YOUR OBJECTIVE:
Format the data below as a numbered list with one entry per line, dropping any blank lines. Leave the pictures out.

INFORMATION GIVEN:
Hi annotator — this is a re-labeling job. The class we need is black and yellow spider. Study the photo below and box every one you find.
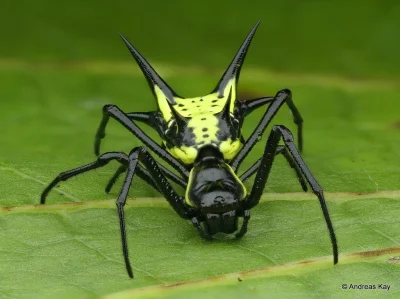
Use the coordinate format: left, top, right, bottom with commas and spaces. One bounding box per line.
41, 22, 338, 277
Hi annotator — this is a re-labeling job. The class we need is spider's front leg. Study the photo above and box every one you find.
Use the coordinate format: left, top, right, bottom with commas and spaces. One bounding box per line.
112, 147, 197, 278
95, 105, 189, 180
242, 126, 338, 264
40, 147, 197, 278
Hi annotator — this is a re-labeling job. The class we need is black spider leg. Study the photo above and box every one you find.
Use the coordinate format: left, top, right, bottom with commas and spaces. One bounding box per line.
105, 165, 160, 193
239, 145, 308, 192
94, 105, 189, 179
246, 126, 338, 264
100, 111, 187, 193
230, 89, 302, 171
241, 97, 303, 152
113, 147, 196, 278
40, 147, 196, 278
40, 152, 127, 204
106, 163, 187, 193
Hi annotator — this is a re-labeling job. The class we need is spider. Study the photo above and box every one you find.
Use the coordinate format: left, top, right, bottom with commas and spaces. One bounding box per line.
41, 21, 338, 278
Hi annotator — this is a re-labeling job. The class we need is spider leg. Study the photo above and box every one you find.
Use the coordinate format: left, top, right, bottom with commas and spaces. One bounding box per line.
40, 152, 128, 204
105, 165, 160, 193
243, 97, 303, 152
230, 89, 303, 171
94, 105, 189, 179
106, 163, 187, 193
116, 147, 196, 278
240, 145, 307, 192
246, 126, 338, 264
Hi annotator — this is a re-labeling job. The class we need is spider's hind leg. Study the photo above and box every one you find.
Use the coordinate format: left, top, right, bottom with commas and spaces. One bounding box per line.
246, 126, 338, 264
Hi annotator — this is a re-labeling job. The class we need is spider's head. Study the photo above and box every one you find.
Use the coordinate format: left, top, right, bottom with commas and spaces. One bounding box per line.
186, 145, 246, 235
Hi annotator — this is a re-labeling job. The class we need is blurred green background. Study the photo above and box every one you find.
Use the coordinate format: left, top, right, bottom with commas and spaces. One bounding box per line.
0, 0, 400, 298
0, 0, 400, 78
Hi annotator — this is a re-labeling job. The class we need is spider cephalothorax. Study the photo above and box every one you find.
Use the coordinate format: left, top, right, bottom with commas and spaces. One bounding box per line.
41, 23, 338, 277
117, 23, 258, 164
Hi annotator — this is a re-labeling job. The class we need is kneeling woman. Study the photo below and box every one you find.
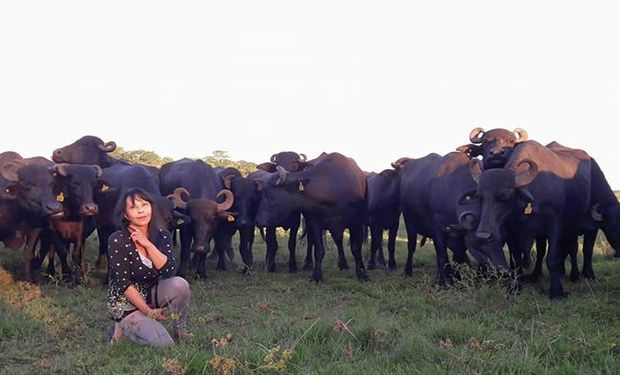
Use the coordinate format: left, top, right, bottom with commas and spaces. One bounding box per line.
108, 188, 191, 346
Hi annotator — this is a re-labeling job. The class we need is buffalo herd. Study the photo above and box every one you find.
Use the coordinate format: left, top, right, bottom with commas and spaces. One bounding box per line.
0, 128, 620, 298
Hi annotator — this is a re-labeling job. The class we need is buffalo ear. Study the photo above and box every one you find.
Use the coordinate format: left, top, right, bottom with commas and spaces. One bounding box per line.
459, 211, 476, 230
254, 178, 265, 191
297, 178, 310, 192
256, 162, 276, 173
517, 188, 538, 215
443, 224, 463, 237
224, 174, 235, 190
0, 161, 24, 182
456, 143, 482, 158
459, 190, 476, 205
95, 180, 117, 194
469, 158, 482, 185
590, 203, 603, 223
2, 185, 17, 199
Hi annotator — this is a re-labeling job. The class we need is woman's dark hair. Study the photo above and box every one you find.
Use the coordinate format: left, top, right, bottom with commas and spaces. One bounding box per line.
113, 187, 162, 239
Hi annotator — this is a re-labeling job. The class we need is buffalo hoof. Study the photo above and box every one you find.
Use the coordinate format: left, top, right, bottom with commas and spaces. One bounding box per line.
549, 287, 568, 300
508, 281, 523, 294
310, 271, 323, 284
403, 265, 413, 277
355, 270, 370, 282
522, 272, 542, 284
568, 270, 581, 282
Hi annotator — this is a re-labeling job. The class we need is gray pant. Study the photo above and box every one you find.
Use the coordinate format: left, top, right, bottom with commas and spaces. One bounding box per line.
115, 276, 191, 346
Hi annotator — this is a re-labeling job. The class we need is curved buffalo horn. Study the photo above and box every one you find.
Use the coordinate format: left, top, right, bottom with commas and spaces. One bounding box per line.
469, 128, 484, 144
276, 165, 288, 186
469, 158, 482, 185
97, 141, 116, 152
216, 189, 235, 212
54, 163, 69, 177
512, 128, 527, 143
590, 203, 603, 222
515, 159, 538, 188
92, 165, 103, 177
167, 187, 190, 210
0, 161, 23, 182
459, 211, 475, 230
224, 174, 235, 190
391, 156, 409, 169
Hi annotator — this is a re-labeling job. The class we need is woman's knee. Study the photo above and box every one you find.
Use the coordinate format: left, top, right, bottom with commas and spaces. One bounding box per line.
171, 276, 190, 297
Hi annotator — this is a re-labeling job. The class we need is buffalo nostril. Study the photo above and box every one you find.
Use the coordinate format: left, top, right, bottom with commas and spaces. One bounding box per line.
476, 232, 493, 242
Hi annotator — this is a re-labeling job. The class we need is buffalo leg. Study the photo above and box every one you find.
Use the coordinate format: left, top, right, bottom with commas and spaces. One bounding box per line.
288, 226, 299, 272
388, 220, 398, 270
404, 218, 418, 276
547, 228, 566, 299
329, 228, 349, 270
265, 227, 278, 272
581, 229, 598, 280
177, 224, 192, 278
239, 226, 254, 273
434, 235, 453, 286
349, 224, 370, 281
525, 236, 547, 283
562, 234, 581, 281
306, 215, 325, 283
368, 224, 385, 270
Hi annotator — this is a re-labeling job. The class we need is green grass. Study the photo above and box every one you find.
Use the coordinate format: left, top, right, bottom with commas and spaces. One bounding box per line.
0, 229, 620, 374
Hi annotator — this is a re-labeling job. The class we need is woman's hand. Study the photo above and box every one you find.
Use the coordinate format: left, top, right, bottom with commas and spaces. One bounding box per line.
128, 224, 153, 249
146, 307, 168, 320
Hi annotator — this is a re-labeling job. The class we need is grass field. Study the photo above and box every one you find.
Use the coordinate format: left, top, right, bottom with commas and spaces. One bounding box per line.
0, 228, 620, 374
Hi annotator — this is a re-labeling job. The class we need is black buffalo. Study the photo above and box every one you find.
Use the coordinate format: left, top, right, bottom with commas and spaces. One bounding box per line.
459, 128, 528, 169
366, 169, 400, 269
256, 153, 368, 282
160, 159, 234, 278
216, 168, 260, 272
0, 155, 63, 281
471, 141, 593, 298
394, 152, 507, 285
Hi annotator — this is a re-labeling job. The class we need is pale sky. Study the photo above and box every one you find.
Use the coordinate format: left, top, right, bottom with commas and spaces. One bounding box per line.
0, 0, 620, 189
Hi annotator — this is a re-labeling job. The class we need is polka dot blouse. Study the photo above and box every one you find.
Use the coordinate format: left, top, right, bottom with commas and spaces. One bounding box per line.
108, 229, 175, 321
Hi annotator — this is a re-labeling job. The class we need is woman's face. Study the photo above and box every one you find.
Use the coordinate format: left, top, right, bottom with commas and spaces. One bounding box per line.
125, 197, 151, 227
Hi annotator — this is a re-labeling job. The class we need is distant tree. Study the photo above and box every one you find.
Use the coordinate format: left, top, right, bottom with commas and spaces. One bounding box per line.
112, 147, 172, 168
202, 150, 256, 176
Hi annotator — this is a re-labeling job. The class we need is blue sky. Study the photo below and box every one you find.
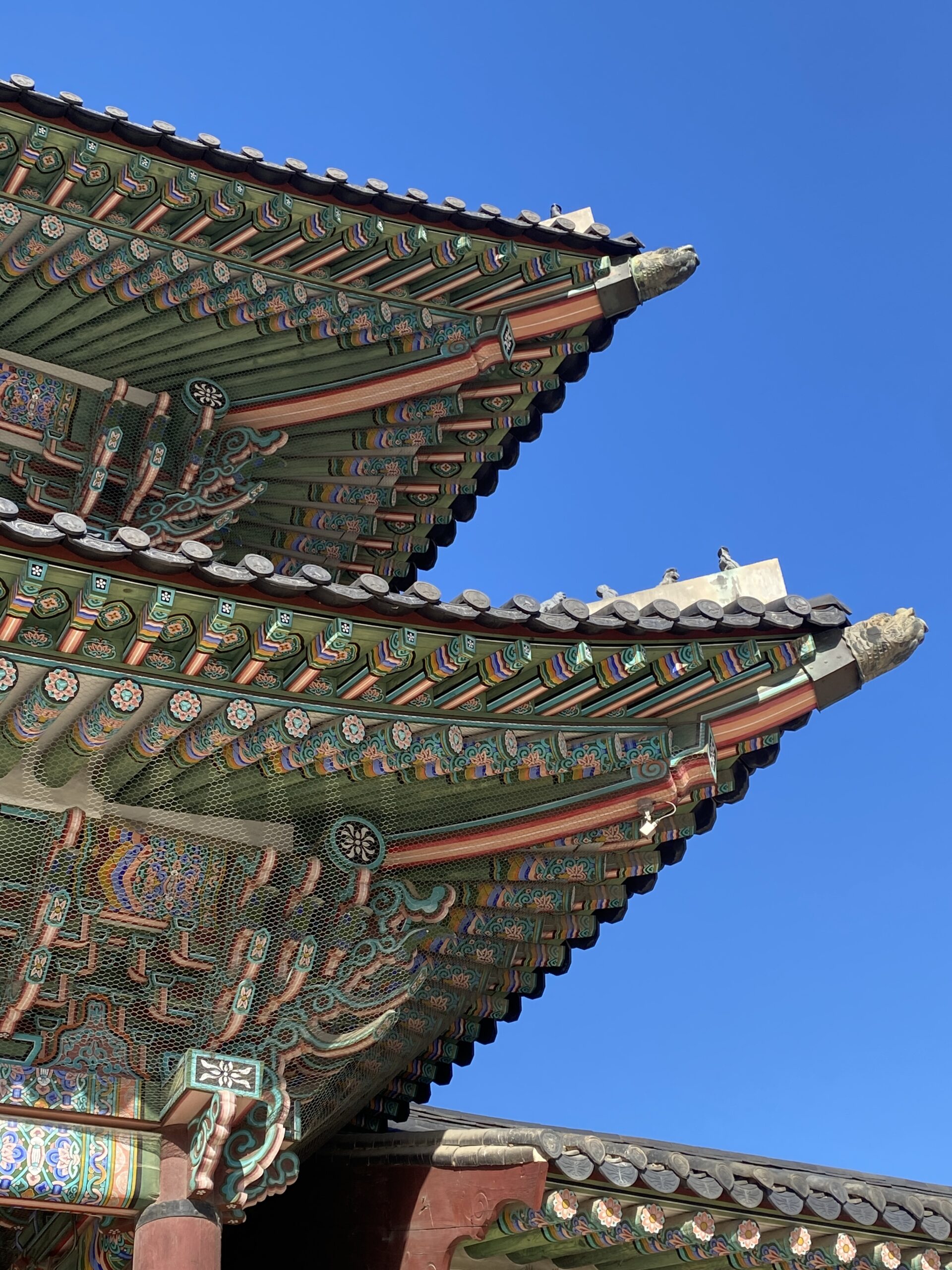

THE OUTPUT:
1. Hi annotator — this is a re-labeling job. The class we need is black and yellow spider. Study the photo below and box every one you find.
2. Use the coordinate format: left, top, right, bottom with commas and spaces. One bounding box per line.
3. 41, 22, 338, 277
4. Hi annotator — this is a re-labeling job. The class we need is spider's front leg. Study the photo above and box every one you find.
5. Use the coordinate format: left, top, right, bottom with commas and spaces. One bounding box per line.
6. 112, 147, 197, 278
7. 95, 105, 189, 180
8. 242, 126, 338, 264
9. 40, 147, 197, 278
10. Hi annotator — this is a re-labeling job. The class we need is black spider leg. Study the photo above and box every one you find.
11. Use the coordinate format: left, top, right, bottom with commas and spaces. One bounding box per line.
12. 105, 165, 160, 193
13. 239, 145, 308, 192
14. 94, 105, 189, 179
15. 246, 126, 338, 264
16. 100, 111, 187, 193
17. 230, 89, 302, 171
18. 241, 97, 303, 152
19. 113, 147, 196, 278
20. 40, 147, 196, 278
21. 40, 152, 127, 204
22. 106, 163, 187, 193
23. Hi annotator — this is a re-labeling job. The class we need is spider. Study the photo above and box every one you find.
24. Use the coordinate format: left, top, right, bottom with commas and spaces. One bounding box per line.
25. 41, 21, 338, 278
26. Hi annotator — this is a re-labeling job. The class we need is spider leg. Study the photo above and box every one you find.
27. Use the coordinate format: left, top, right, bottom with commas and spaces. One bounding box per line.
28. 40, 152, 128, 204
29. 105, 165, 160, 193
30. 243, 97, 303, 152
31. 230, 89, 303, 171
32. 94, 105, 189, 179
33. 106, 163, 187, 193
34. 116, 147, 196, 278
35. 240, 145, 307, 192
36. 246, 126, 338, 264
37. Hi annotator — this is a re-labeling job. The class we need is spider's hind leg. Study the photo above and box every one you find.
38. Use the coordinate format: left, top, right, bottom with commas and spaces. One bounding box per line.
39. 246, 126, 338, 264
40. Hi annotator — this is a re-labeling job. The class we need is spider's head. Study the photo above and box every one you find.
41. Use the coordinate format: left, top, right, bottom with commas and spaces. One bounding box per line.
42. 186, 145, 246, 235
43. Hi annotator — this is a re-labeling job. The class we need is blurred green background. Study the photo above and box every one you find.
44. Use the coordinate format: left, top, right, bottom with commas and spaces. One bounding box per line.
45. 0, 0, 400, 298
46. 0, 0, 400, 78
47. Hi annotator — this is a re-labeling job. The class we need is spider cephalothorax. Study the photo above and box every one you find.
48. Use the coordinate format: left, top, right, bottom with commas and spaces. One bounding box per line.
49. 41, 23, 338, 277
50. 117, 23, 258, 164
51. Hi annotator — this is a re-labeling job. The class we need is kneeling woman. Study the photo below and box every one you find.
52. Use the coordinate format: left, top, right, bottom with commas and spaces. One bounding box per line.
53. 108, 188, 191, 346
54. Hi annotator — this is a re-labeling job. The class we need is buffalo herd. Study the photo above and box every one you find.
55. Use the coordinate format: left, top, right, bottom with commas and spaces. One bounding box per line.
56. 0, 128, 620, 298
57. Hi annotator — this is a re-labeling job. The class we need is buffalo ear. Study the photo above and box every one you find.
58. Use the coordinate format: left, top, right, bottom with commas and spaces. One bounding box per line.
59. 459, 211, 476, 230
60. 254, 178, 265, 191
61. 297, 178, 310, 192
62. 256, 162, 276, 173
63. 517, 188, 538, 215
64. 443, 224, 463, 237
65. 224, 174, 235, 190
66. 0, 161, 24, 182
67. 456, 143, 482, 158
68. 459, 190, 476, 205
69. 95, 180, 117, 194
70. 469, 158, 482, 185
71. 590, 203, 603, 223
72. 2, 185, 17, 199
73. Hi annotator — this is a re-labeling job. The class we need is woman's dark hair. Study the photo above and box every one you find.
74. Use the coordinate format: left, top, right, bottom with commas and spaces. One bounding box per line.
75. 113, 187, 162, 239
76. Hi annotator — this is a re-labeling job. The class we need is buffalo hoof. Study the photo above and box every one you find.
77. Use the coordinate format: left, top, right, bottom with commas and spaces. One bounding box per line.
78. 549, 287, 568, 300
79. 508, 281, 523, 294
80. 310, 271, 323, 284
81. 403, 265, 413, 277
82. 355, 270, 370, 282
83. 522, 272, 542, 284
84. 568, 270, 581, 282
85. Hi annotator — this is a re-labeling job. The class we need is gray pant. Study the photo above and box every one you find.
86. Use the coordinate format: left, top, right, bottom with commas and spaces. One bounding box per line.
87. 115, 276, 191, 346
88. Hi annotator — this is a re-labeling job. The class we need is curved buffalo horn. Study the photo above and box every one you find.
89. Use the coordinate format: left, top, right, bottom with commas and spaces. One bounding box per line.
90. 469, 128, 484, 144
91. 276, 165, 288, 186
92. 469, 158, 482, 185
93. 97, 141, 116, 152
94. 216, 189, 235, 212
95. 54, 163, 69, 177
96. 512, 128, 527, 143
97. 590, 203, 603, 222
98. 515, 159, 538, 188
99. 92, 165, 103, 177
100. 167, 187, 190, 210
101. 0, 161, 23, 182
102. 459, 211, 475, 230
103. 224, 174, 235, 190
104. 391, 156, 409, 169
105. Hi annotator — this is a re-labeling job. The class we need is woman's knee. Study the photo above and box every one you find.
106. Use the coordinate format: left, top, right, bottom with commas and spaces. One bounding box per line.
107. 171, 276, 190, 297
108. Hi annotator — this is a re-labeling job. The class we need is buffalo nostril. Study the photo above and box every one you find.
109. Use the coordinate format: left, top, right, bottom with commas and spaces. One bounding box per line.
110. 476, 232, 493, 242
111. Hi annotator — this is a re-labeling job. The class we need is buffalo leg. Study the photo above and box every one you find.
112. Use the coordinate format: left, top, right, bottom with commas and spaces. One bounding box per line.
113. 288, 226, 299, 272
114. 388, 220, 398, 270
115. 404, 218, 418, 276
116. 547, 228, 566, 299
117. 329, 228, 349, 270
118. 265, 227, 278, 272
119. 581, 229, 598, 280
120. 177, 224, 192, 278
121. 239, 226, 254, 273
122. 434, 235, 453, 286
123. 349, 224, 370, 281
124. 525, 236, 547, 283
125. 562, 234, 581, 281
126. 306, 215, 325, 283
127. 368, 224, 385, 270
128. Hi annotator — this is a re-labeling job. The class we need is green grass. Study the photo above and box every one you find.
129. Use the coordinate format: left, top, right, bottom with commas and spaces. One bounding box per line.
130. 0, 229, 620, 374
131. Hi annotator — this is a re-labeling job. The class we need is woman's hand. Study the photo above and box every one you find.
132. Use the coordinate format: left, top, right, bottom with commas and spaces. One bounding box per line.
133. 128, 224, 153, 249
134. 146, 307, 168, 320
135. Hi annotator — this is a re-labeling job. The class we need is grass field. Study the photo above and box every one you find.
136. Use the coordinate format: left, top, right, bottom with commas and spaces. One bounding box per line.
137. 0, 228, 620, 374
138. Hi annotator — this is a re-labeling job. The class we need is black buffalo. Study the photo above and box every one you find.
139. Use the coordinate format: left, top, right, bottom with commas and spaces. One bounding box per line.
140. 459, 128, 528, 169
141. 366, 169, 400, 269
142. 256, 153, 368, 282
143. 160, 159, 234, 278
144. 216, 168, 260, 272
145. 0, 155, 63, 281
146. 471, 141, 593, 298
147. 394, 152, 507, 285
148. Hi annotator — this is a re-labeling job. The class we need is pale sky. Study the photo above and box every one you find.
149. Use the coordinate format: left, top, right, bottom with commas and spaces. One bounding box per line.
150. 0, 0, 620, 189
151. Hi annotator — this is a re-labeling job. The class we need is polka dot blouse. Study the photo above and box every one you find.
152. Use the coordinate format: left, top, right, bottom with commas and spaces. One bounding box per line.
153. 108, 229, 175, 321
154. Hi annotator — this is a re-labeling job. The class we need is woman's face. Study the photo above and box every one you find.
155. Use the coordinate format: left, top, right, bottom with commas and spaces. One bounding box per line.
156. 125, 197, 151, 227
157. Hi annotator — this is a re-labeling job. The class we need is distant tree. Study the photo above and box every one you find.
158. Use the coordinate format: left, top, right, bottom with commas and spaces. One bounding box per line.
159. 112, 147, 172, 168
160. 202, 150, 256, 176
161. Hi annotator — this is a re-labeling job. The class we need is blue sky. Study the photo below and box every one you find.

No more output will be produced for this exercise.